WHAT TO WORK ON:
(1) In the headlamp forum thread below, rewrite the paragraph beginning "Photo shows an Olight M20" as a short bulleted list that keeps its main facts.
(2) Add the next post to the headlamp forum thread below, picking up after its final reply.

SELECTED PASSAGE:
------------------------
FYI, the runtime in the infinity low 1.6 lumen mode is way more than 21 hours. I've been testing a cool white TH20 with a 2400 NiMH battery and it's been running for almost 130 hours and voltage has only dropped from 1.41 to 1.24 V. 

I purchased two cool white TH20 headlamps and both have a very yellowish tint. 

Photo shows an Olight M20 flashlight on the left with a very white tinted Cree XP-G R5 LED about 3 feet from a white wall, and a cool white Thrunite TH20 headlamp on the right with a very yellowish tinted CREE XP-L V6 LED about 1.5 feet away. The Olight is in medium mode with 110 lumens and the Thrunite is somewhere in the middle of infinity, which is where I find myself also.


----------



## stephenk (Jul 24, 2016)

In response to wacbzz's question on AA alkaline runtime, I did a runtime test on high (ramping mode) with a Varta (Rayovac) Longlife battery. 
Noticeable dimming was evident at 55 minutes, output reached moonlight equivalent at 70 minutes, and then stayed at moonlight equivalent for more than 2 hours (at which point I stopped testing). Maybe with a "high end" alkaline such as Energizer Max you might get high brightness output for longer. 

I'll update the original review with this information.


----------



## wacbzz (Jul 25, 2016)

stephenk said:


> In response to wacbzz's question on AA alkaline runtime, I did a runtime test on high (ramping mode) with a Varta (Rayovac) Longlife battery.
> Noticeable dimming was evident at 55 minutes, output reached moonlight equivalent at 70 minutes, and then stayed at moonlight equivalent for more than 2 hours (at which point I stopped testing). Maybe with a "high end" alkaline such as Energizer Max you might get high brightness output for longer.
> 
> I'll update the original review with this information.



Thanks for doing this. I've always found it somewhat odd and funny at the same time that manufacturers tout the "cheap" battery ability - but never put out numbers/results of their actual usage. 

Much appreciated. :thumbsup:


----------



## stephenk (Jul 26, 2016)

Video review has now been added in post #2.


----------



## stephenk (Jul 29, 2016)

Two real world beam shots added to the original post.


----------



## LeanBurn (Jul 29, 2016)

Thanks stephenk


----------



## KeepingItLight (Aug 20, 2016)

Thank you, stephenk! I enjoyed your review.


----------



## stephenk (Aug 22, 2016)

^ Thanks for the comments.
------------------------
ENTRIES PROVIDED:
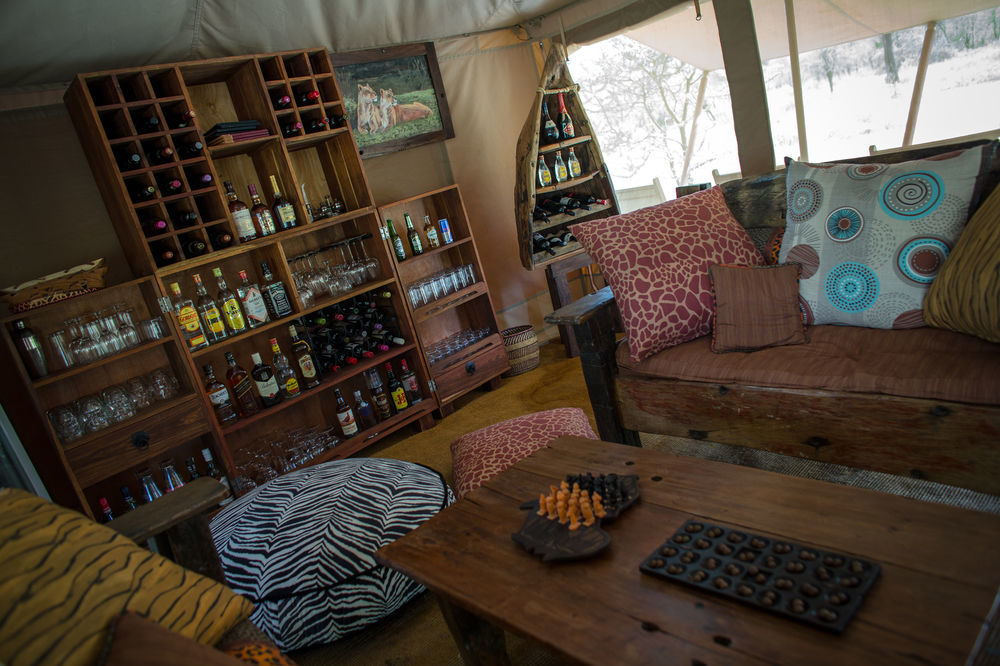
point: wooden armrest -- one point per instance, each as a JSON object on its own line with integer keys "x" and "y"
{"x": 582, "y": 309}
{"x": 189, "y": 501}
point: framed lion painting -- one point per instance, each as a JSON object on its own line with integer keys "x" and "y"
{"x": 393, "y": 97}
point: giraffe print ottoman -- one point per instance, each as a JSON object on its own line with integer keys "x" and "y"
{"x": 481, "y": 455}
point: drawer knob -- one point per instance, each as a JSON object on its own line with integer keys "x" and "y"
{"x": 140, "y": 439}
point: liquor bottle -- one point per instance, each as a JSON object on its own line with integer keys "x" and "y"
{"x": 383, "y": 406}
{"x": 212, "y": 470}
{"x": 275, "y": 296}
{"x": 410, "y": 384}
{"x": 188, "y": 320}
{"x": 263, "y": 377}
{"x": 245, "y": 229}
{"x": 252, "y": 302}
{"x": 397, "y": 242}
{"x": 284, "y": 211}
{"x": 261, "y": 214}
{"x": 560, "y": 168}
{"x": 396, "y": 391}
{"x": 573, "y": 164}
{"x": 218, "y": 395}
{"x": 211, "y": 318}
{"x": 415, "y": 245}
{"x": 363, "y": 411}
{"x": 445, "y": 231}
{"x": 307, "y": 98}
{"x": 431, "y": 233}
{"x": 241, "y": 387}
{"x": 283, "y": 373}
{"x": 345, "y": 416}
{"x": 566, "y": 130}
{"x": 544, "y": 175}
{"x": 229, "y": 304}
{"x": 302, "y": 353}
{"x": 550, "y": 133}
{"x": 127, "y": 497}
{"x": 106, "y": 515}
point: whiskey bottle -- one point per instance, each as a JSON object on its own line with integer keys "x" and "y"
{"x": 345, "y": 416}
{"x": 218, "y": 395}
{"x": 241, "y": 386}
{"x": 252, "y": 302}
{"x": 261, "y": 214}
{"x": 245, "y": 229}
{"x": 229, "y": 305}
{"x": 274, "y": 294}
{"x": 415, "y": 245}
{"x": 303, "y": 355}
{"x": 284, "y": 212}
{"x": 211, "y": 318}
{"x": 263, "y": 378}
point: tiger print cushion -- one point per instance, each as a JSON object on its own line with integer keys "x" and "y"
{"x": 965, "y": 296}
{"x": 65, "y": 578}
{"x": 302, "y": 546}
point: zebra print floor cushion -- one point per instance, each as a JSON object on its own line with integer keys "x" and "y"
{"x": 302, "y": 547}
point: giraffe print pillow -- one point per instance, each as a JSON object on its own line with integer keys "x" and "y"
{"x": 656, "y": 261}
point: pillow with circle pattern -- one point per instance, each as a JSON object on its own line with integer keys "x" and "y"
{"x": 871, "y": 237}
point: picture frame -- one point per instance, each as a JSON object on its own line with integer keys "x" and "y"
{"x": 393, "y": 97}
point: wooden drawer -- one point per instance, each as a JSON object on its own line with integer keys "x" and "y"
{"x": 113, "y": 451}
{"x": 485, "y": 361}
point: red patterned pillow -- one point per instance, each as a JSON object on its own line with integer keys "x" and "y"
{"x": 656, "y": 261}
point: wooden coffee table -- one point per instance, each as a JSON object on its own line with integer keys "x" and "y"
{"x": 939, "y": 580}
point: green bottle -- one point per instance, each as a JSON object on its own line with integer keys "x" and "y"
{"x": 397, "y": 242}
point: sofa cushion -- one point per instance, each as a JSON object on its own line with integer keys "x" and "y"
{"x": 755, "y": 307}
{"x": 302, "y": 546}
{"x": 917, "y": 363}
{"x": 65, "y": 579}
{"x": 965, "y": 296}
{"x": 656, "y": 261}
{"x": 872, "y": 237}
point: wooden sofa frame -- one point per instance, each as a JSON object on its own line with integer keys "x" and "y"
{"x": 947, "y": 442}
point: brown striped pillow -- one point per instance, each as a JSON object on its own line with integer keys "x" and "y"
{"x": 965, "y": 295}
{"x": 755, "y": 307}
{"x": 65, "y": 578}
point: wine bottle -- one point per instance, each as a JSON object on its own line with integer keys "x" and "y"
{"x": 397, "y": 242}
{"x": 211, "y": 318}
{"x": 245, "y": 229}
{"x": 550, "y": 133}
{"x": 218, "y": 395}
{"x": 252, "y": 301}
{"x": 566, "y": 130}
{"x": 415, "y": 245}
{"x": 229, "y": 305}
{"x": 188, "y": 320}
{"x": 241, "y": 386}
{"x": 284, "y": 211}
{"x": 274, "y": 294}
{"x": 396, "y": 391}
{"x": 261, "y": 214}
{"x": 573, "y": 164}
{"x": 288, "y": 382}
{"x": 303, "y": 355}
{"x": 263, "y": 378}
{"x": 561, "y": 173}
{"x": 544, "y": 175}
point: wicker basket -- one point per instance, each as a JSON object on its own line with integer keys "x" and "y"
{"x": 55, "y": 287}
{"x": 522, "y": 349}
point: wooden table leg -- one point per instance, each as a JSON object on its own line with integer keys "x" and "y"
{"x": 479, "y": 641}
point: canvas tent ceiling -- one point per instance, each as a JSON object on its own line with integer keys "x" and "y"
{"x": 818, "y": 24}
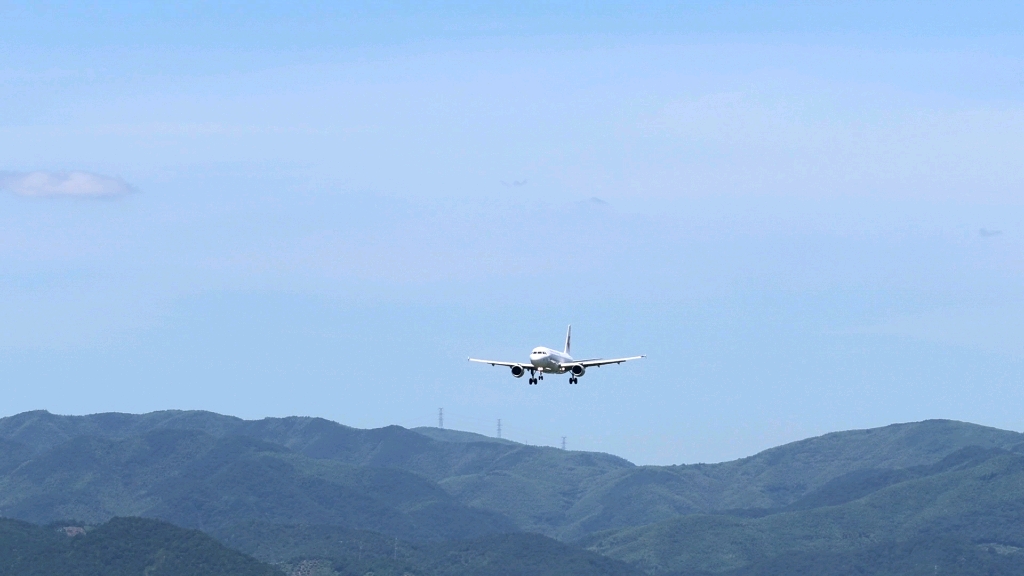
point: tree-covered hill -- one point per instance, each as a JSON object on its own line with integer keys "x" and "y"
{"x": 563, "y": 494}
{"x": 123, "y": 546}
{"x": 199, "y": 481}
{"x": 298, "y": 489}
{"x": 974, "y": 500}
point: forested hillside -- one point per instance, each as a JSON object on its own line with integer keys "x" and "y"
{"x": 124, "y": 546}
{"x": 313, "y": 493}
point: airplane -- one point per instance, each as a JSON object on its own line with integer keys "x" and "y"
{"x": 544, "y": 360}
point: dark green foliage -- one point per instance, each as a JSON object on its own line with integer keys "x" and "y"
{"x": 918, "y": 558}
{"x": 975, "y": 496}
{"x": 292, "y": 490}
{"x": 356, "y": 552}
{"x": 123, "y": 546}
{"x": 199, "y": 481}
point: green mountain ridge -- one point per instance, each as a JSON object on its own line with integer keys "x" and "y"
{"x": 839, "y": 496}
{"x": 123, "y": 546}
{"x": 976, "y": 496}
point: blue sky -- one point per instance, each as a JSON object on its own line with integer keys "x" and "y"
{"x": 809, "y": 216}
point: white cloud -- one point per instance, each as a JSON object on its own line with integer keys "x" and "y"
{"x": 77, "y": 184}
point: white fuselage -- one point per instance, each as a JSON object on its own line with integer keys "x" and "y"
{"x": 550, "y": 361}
------------------------
RESULTS OF THE EXERCISE:
(1)
- Left: Olight M20 flashlight with a very white-tinted Cree XP-G R5 LED, about 3 feet from a white wall, in medium mode at 110 lumens.
- Right: cool white Thrunite TH20 headlamp with a very yellowish-tinted CREE XP-L V6 LED, about 1.5 feet from the wall, set somewhere in the middle of infinity mode.

(2)
I've been using this headlamp quite a bit lately whilst doing light painting in a forest. It's a fantastic headlamp, with the variable brightness, and instant access to moonlight or turbo being rather useful. 

It also recently survived an accidental 2m drop onto concrete, with just 2 minor marks on the anodizing. 

I'm preferring the lighter, smaller (and less bright) Fenix HL10 for <6km runs though!


----------



## Treeguy (Dec 26, 2016)

Thrunite TH20 NW After Action Report.

Just came from a stint of nighttime shovelling and sanding pathways and stairs at some local businesses. Had my TH20 on the whole time, and when finished, it was covered in ice from the freezing rain.

Verdict: It works.


----------



## Benaiah (Jan 19, 2017)

Thanks for the great review! I just received mine in the mail yesterday, and I love it. I got the neutral white and find the beam quite yellow. I'm surprised that it only gets warm while running on high. It seems like it should get hottter. Is that normal for this headlamp?


----------



## Hugh Johnson (Jan 25, 2017)

This headlamp is on my shortlist. Things I like:
-Runs on AA or 14500
-Construction and waterproofing
-Flood for proximity 
-Neutral option
-Firefly mode
-Bright on 14500
-Price
-Simple headband

I just got a Thrunite TN12 with the XP-L V6 NW and it has a very green tint around the hotspot. Frankly, I don't like that. But that opinion is based on indoor use and I don't really notice it outdoors, where I'll be using the headlamp exclusively. Therefore, it remains on my shortlist.

Question: Does it have an easily adjustable angle? That's a deal breaker.


----------



## Hugh Johnson (Jan 26, 2017)

I've watched some video reviews and confirmed that the angle is adjustable.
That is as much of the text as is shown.